⟨

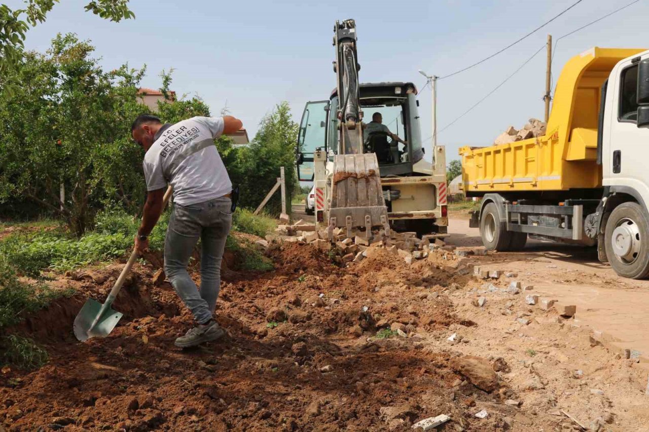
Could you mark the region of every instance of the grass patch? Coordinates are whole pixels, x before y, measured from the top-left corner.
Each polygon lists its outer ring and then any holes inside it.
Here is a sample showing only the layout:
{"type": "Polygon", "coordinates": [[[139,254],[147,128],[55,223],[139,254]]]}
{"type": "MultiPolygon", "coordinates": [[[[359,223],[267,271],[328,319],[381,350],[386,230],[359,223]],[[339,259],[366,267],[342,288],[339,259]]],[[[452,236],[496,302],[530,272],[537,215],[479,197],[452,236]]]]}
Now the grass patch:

⟩

Goal: Update the entries so that "grass patch" becomes "flower bed" wherever it occurs, with nothing else altered. Omit the pictures from your version.

The reply:
Could you mark the region of every instance of the flower bed? Coordinates are whole pixels, x before y, measured from the top-left corner.
Each polygon lists its outer ring and then any holes inside it.
Here is a sample showing only the layout:
{"type": "Polygon", "coordinates": [[[139,254],[147,128],[55,223],[139,254]]]}
{"type": "MultiPolygon", "coordinates": [[[[359,223],[267,271],[328,319],[381,350],[386,230],[359,223]],[[339,259],[366,267],[342,288],[339,259]]],[[[452,236],[496,302],[530,272],[537,215],[479,197],[452,236]]]]}
Now the flower bed:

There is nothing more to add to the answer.